• _Passage for review_:
There are a variety of lower leg wounds that present to the plastic surgery team. These wounds often require tissue coverage that may be in the form of a skin graft, a tissue flap or a dermal substitute. These wounds include open fractures, significant degloving injuries [Figure 1], pretibial lacerations and haematomas, dog bites, skin cancers, fasciotomy wounds requiring optimisation for skin grafting, necrotising fasciitis and a vast array of burn injuries.
While initially these wounds are often acute, our team soon identified that within certain demographics, mainly older people, some of these wounds would become chronic, precipitating many challenges to treat. Nevertheless, as plastic surgery is renowned for welcoming a challenge and often regarded as problem-solvers (Thompson, 2023), we decided to set up a Complex Lower Leg clinic for patients with perplexing lower-limb wounds, providing they were potentially suitable for plastic surgery intervention.
The aim of the new service was to deliver more focused lower leg care, as well as embedding a multi-speciality approach as advocated by British Association of Plastic Reconstructive and Aesthetic Surgeons (BAPRAS, 2024) to patients within plastic surgery and to ensure we were not just thinking about our own speciality in isolation in terms of wound coverage and healing.
How the complex lower leg service works
Patients are referred from GP surgeries, community partners, other hospitals in the region and wards in the hospital in which our plastic surgery department is situated. In addition to referring acute wounds on lower legs, patients began to be referred with wounds that had remained unhealed for a number of years, despite various efforts and interventions from different services. It soon became clear that there were a number of uncertainties concerning these wounds.
The patients who attended the Complex Lower Leg clinic received an in-depth consultation with senior members of the plastic surgery team, in conjunction with optimal wound care, regular debridement (including sharp debridement), biofilm and matrix metalloproteinases management, and variations of negative pressure wound therapy and modern wound care products.
Our patients’ wounds were free from infection and foreign bodies; however, the progress of these wounds was limited — wounds were not healing or the healing was slow. This discontent and evolving unanswered questions sparked the interest of the plastic surgery lower leg team, and ignited the need to further investigate several questions [Figure 2]:
- Why were these wounds not healing?
- What was going on?
- Was it something else?
- How can this be improved?
- What information are we missing?
What needed to change
You do not know, what you do not know!
As a result of many unanswered questions, we made the decision to review the complex lower leg service and scrutinise the knowledge we thought we had about lower leg wounds.
As part of this process, we began to review as much literature as possible on the topic. We realised that 1.5% of the UK population (730,000 patients) were living with a leg ulcer, often caused by trauma or injury, and that the annual cost of this to the NHS was an astonishing £1.94 billion (Guest et al, 2015; 2017). We also realised that even minor injuries, such as skin tears or pretibial wounds, can cause chronic leg ulcers (Wounds UK, 2022; Seppala, 2023).

• _Data section_:
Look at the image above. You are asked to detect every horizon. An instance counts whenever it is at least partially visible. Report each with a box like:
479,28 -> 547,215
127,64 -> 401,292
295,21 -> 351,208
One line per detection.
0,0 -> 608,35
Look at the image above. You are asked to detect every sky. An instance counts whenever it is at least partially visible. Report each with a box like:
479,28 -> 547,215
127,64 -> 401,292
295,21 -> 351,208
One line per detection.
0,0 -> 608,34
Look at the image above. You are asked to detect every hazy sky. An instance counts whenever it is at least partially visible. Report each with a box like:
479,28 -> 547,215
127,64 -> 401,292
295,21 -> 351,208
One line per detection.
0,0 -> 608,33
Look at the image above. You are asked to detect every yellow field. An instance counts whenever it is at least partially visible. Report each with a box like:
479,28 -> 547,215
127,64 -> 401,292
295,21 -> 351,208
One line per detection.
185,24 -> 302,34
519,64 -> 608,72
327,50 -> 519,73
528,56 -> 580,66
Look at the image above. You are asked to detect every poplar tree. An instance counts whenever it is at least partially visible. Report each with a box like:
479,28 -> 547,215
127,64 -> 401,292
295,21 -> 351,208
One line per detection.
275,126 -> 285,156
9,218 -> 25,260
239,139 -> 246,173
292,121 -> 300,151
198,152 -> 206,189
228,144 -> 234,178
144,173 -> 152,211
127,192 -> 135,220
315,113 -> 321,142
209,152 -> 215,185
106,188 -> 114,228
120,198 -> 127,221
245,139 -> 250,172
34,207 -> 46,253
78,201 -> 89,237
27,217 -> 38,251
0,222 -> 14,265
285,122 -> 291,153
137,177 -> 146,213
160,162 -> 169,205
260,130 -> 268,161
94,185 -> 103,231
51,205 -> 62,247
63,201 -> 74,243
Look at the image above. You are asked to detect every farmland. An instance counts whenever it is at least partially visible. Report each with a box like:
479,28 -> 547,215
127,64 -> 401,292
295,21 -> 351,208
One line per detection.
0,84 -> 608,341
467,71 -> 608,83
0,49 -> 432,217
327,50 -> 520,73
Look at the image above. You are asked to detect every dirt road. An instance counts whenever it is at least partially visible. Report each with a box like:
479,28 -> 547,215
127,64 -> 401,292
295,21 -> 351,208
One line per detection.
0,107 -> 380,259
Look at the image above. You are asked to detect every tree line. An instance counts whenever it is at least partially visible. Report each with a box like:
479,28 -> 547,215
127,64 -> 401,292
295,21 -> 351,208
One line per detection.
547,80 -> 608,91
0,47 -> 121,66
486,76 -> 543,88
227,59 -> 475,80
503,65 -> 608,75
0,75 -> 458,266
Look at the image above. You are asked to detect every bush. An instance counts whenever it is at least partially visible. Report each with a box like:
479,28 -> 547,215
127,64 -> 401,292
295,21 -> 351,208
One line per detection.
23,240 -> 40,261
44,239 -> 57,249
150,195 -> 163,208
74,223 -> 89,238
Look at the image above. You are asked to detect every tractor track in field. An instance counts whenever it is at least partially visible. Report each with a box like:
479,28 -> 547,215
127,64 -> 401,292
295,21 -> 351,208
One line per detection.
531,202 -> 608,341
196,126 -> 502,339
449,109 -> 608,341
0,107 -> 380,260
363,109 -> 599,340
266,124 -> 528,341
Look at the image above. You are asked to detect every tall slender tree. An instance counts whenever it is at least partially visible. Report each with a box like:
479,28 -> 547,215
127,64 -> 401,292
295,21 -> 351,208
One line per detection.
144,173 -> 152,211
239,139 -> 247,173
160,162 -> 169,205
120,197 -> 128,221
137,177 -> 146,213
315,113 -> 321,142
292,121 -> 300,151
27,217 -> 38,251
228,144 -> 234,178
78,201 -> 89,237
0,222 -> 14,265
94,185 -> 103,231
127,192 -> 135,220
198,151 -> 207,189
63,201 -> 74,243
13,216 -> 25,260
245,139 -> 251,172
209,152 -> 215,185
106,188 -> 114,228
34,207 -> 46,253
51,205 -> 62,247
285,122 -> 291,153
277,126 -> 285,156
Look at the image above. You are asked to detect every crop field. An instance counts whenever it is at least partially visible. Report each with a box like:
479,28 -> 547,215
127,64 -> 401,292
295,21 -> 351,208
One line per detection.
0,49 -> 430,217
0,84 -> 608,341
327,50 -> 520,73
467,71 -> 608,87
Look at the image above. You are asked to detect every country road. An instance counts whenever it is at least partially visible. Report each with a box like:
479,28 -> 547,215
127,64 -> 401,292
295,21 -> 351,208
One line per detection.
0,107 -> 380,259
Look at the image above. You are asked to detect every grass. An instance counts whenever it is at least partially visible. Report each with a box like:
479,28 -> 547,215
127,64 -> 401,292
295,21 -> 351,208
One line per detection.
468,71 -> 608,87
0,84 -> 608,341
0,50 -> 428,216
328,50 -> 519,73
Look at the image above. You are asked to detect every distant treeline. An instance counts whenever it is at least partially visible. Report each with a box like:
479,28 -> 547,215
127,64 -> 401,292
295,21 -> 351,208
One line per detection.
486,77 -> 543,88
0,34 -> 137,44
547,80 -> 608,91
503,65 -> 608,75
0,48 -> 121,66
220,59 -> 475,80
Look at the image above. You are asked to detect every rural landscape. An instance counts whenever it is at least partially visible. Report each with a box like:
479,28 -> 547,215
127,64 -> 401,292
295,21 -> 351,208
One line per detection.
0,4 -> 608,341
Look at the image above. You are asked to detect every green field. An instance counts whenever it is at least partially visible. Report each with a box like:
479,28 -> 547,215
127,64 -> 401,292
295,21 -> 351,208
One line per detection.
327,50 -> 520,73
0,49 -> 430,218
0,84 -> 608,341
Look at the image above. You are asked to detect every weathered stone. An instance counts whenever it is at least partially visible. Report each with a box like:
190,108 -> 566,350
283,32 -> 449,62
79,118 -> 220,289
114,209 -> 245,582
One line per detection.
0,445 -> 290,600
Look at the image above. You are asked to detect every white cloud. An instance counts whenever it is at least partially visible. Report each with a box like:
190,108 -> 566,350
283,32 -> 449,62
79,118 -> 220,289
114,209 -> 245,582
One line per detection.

• _Exercise instructions_: Please state the annual cost to the NHS of leg ulcers, according to the passage about the Complex Lower Leg clinic.

• _Response to this exercise_: £1.94 billion